EXERCISE: Where does the word "target" occur in the data below? Copy each line that holds it.

Stored data entries
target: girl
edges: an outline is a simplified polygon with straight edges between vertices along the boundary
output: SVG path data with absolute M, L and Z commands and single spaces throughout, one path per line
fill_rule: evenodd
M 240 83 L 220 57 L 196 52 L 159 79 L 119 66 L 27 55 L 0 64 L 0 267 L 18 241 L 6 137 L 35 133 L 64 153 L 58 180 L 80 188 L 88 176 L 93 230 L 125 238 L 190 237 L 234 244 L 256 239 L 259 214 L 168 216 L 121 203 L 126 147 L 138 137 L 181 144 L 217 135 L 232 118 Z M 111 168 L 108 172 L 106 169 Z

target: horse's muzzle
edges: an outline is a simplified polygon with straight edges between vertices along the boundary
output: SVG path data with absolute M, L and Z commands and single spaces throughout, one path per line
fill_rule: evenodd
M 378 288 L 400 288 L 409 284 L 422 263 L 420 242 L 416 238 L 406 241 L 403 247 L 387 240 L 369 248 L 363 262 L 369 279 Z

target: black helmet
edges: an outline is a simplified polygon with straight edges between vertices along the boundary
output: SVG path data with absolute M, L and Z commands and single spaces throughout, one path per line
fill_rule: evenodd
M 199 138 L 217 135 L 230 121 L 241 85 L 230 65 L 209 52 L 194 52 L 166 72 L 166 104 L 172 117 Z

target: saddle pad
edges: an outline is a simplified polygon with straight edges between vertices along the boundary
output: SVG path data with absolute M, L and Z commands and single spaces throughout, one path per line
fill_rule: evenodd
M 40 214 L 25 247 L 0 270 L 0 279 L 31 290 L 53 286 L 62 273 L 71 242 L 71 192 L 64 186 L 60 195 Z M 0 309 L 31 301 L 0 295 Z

ANSWER AREA:
target: girl
target: horse's muzzle
target: black helmet
target: saddle pad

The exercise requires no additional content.